** Text under study **
>>>>>
Cells become specialised by a process called differentiation.

Sperm cell:

long flagellum (tail) for swimming

many mitochondria to release energy for movement

acrosome containing enzymes to penetrate the egg

streamlined head

Nerve cell (neurone):

very long axon to transmit impulses over long distances

many dendrites to connect with other neurones

myelin sheath to speed up conduction

Muscle cell:

protein myofibrils for contraction

many mitochondria to release energy for contraction

Root hair cell:

long extension → large surface area for absorbing water and mineral ions

no chloroplasts (underground, so no light for photosynthesis)

close to xylem vessels

Xylem cell:

made of dead cells, hollow (no cytoplasm)

lignified walls for strength

forms a continuous tube for water transport

Phloem cell:

made of living cells

pores (sieve plates) in the end walls let dissolved sugars flow through

Common exam mistakes

Always link the structural feature to its function — just naming the specialised cell is insufficient.

Root hair cells have no chloroplasts — they are underground and receive no light.

Nerve cells transmit electrical impulses, not chemical signals along the axon (though they use chemicals at synapses).

Do not say muscle cells 'use' energy — they need energy from respiration for contraction.
<<<<<
** What to do **
Answer these from the text on specialized cells:
(a) What does the acrosome of a sperm cell contain?
(b) What gives xylem cell walls their strength?
(c) What lets dissolved sugars flow through phloem cells?

** Data for analysis **
>>>>>
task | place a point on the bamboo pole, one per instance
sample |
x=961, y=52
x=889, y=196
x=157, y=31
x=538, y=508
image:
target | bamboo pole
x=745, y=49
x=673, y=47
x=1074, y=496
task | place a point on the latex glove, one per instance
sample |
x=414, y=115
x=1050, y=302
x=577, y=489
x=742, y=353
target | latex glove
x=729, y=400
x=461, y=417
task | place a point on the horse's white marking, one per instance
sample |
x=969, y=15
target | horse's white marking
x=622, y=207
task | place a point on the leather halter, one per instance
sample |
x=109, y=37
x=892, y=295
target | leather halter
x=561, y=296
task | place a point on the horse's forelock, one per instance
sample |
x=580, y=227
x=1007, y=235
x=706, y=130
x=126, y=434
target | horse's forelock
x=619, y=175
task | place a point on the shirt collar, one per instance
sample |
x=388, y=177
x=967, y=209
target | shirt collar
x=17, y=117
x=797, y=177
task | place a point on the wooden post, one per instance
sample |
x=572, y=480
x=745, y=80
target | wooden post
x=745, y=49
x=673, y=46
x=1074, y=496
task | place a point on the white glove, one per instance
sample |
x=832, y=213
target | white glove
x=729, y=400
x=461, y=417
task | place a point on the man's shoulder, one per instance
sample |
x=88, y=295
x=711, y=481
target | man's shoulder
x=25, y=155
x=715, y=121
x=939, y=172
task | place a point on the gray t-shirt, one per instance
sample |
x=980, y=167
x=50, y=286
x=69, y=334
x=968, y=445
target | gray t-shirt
<<<<<
** Output for this exercise **
(a) Enzymes to penetrate the egg.
(b) They are lignified.
(c) Pores (sieve plates) in the end walls.